**What the task requires**
From the entries below, count every line that contains the word "exactly". Please give the number and nothing else.

**Stored entries**
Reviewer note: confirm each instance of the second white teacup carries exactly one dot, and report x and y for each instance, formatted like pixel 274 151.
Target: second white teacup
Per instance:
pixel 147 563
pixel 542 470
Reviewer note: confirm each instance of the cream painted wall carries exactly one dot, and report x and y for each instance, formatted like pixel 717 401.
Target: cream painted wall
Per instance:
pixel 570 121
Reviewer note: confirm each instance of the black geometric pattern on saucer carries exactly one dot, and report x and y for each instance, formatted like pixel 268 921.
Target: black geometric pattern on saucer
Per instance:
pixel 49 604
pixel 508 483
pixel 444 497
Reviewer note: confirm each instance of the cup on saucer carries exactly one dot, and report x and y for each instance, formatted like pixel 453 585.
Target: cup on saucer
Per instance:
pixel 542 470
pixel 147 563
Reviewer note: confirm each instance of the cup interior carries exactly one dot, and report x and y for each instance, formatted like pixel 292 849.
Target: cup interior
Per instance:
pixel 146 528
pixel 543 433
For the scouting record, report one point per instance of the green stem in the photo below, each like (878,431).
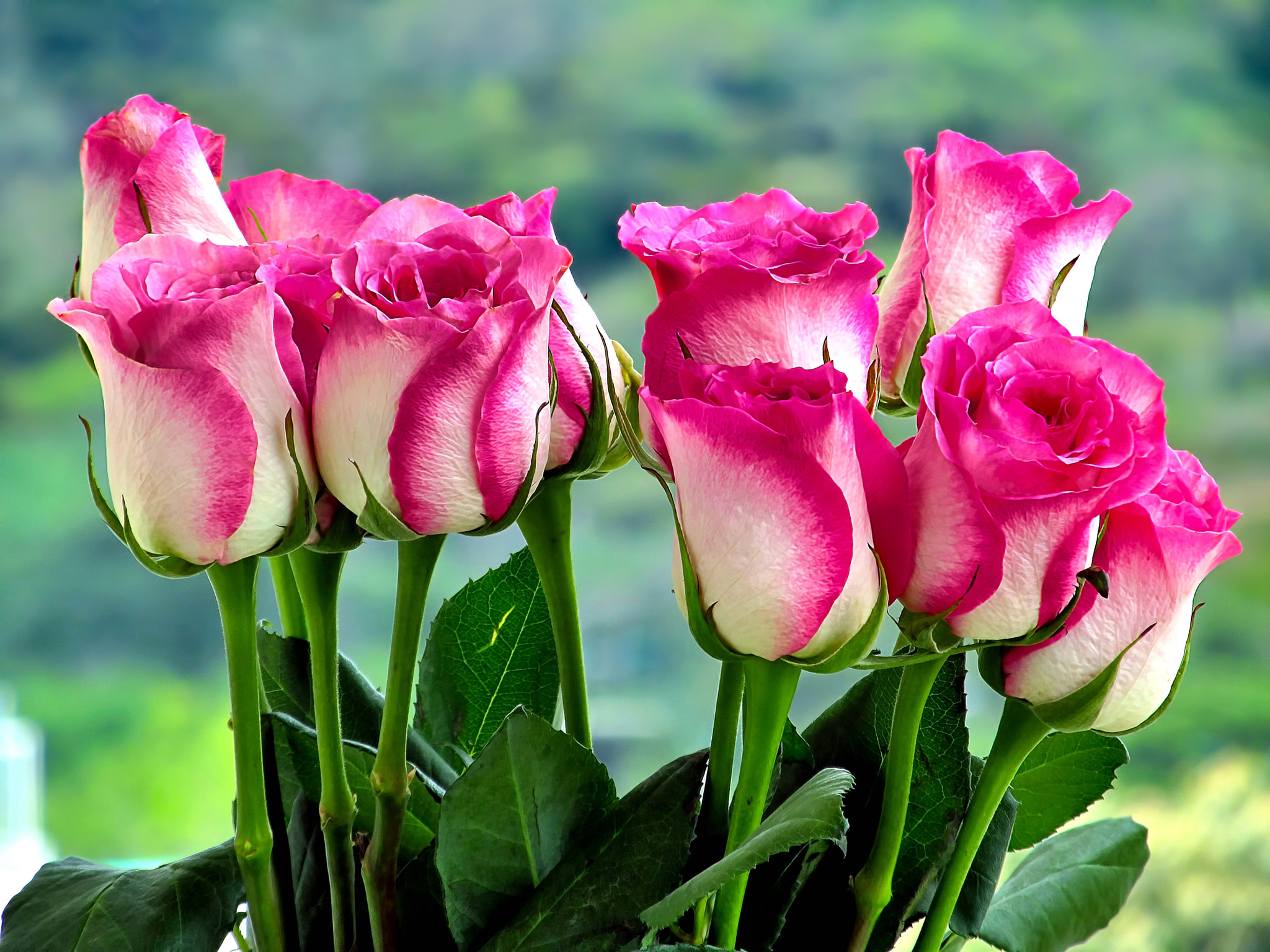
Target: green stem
(253,840)
(316,579)
(723,748)
(545,526)
(291,611)
(769,694)
(389,777)
(1019,731)
(871,885)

**Exercise answer**
5